▶ AUFGABE 1: Zeigst du jede Zeile der Auflistung, in der die Zeichenfolge „grassy“ vorkommt?

Gegen diesen Beschluss legte der Kläger am 18.11.1975 sofortige Beschwerde ein. Er ist der Ansicht, daß die Beklagten die Verfahrenskosten tragen müssen, weil das Mietverhältnis wenigstens aufgrund der Kündigung vom 7.4.1975 bei einer Kündigungsfrist von 3 Monaten im Zeitpunkt der letzten mündlichen Verhandlung wirksam beendet gewesen sei.

Die Beklagten sind der sofortigen Beschwerde entgegengetreten.

Wegen der weiteren Einzelheiten wird auf den Akteninhalt verwiesen.

 

Entscheidungsgründe

II.

▶ BEREITGESTELLTES MATERIAL:
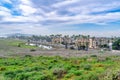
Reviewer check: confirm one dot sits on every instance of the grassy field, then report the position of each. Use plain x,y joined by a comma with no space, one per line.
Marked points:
71,66
59,68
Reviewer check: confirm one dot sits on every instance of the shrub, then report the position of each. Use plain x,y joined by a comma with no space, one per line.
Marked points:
87,67
59,72
78,72
28,55
32,50
93,56
2,68
9,74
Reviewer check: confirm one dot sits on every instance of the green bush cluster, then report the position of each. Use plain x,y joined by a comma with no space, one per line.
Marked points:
55,68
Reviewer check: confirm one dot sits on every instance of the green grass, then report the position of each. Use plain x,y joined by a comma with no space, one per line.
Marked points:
54,68
7,43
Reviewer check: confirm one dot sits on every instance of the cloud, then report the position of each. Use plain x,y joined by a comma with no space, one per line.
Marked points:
49,16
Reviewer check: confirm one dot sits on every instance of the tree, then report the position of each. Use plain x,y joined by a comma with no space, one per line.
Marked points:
116,45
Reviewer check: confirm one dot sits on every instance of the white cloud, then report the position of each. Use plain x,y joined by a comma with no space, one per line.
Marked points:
27,10
64,3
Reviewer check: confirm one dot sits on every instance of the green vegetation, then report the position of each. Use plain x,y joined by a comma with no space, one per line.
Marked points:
116,45
59,68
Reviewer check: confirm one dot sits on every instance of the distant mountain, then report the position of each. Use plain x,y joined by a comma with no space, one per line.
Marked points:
18,34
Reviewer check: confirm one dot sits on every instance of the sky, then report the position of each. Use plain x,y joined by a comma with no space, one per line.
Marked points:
67,17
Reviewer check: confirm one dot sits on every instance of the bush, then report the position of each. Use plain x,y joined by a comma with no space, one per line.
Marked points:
87,67
78,73
32,50
59,72
10,74
93,56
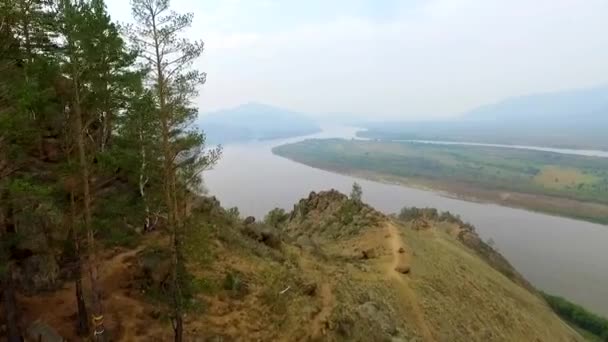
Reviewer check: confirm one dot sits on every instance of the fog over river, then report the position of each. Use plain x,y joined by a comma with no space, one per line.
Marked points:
558,255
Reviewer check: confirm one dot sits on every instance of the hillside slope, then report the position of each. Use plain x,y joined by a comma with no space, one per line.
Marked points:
332,269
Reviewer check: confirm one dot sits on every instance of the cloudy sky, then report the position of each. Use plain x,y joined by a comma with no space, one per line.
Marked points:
392,59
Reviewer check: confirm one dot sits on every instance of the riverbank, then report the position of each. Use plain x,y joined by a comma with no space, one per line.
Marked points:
520,179
585,211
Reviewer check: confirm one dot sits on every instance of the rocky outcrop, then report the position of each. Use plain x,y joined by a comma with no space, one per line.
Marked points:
330,214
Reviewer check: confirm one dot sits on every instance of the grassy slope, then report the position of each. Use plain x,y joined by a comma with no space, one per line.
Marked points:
566,185
250,291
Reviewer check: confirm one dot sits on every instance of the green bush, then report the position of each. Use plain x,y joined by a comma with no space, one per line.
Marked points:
276,217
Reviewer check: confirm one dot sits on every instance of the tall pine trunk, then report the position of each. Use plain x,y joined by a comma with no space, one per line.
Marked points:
96,302
8,288
82,325
169,191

▶ AUFGABE 2: Warum müssen nach Ansicht des Klägers im Textauszug die Beklagten die Verfahrenskosten tragen? Antworte in ein bis drei Sätzen.

▶ ANTWORT 1:
Reviewer check: confirm one dot sits on every instance of the grassy field, then report the position of each. Use plain x,y joined by a comma with no space, one per line.
Reviewer check: confirm one dot sits on every instance of the grassy slope, then report the position of each. Use plain x,y joined by a comma with no space, one per line.

▶ ANTWORT 2: Der Kläger meint, das Mietverhältnis sei im Zeitpunkt der letzten mündlichen Verhandlung wirksam beendet gewesen. Das folge wenigstens aus der Kündigung vom 7.4.1975 bei einer Kündigungsfrist von 3 Monaten. Deshalb müssten die Beklagten die Verfahrenskosten tragen.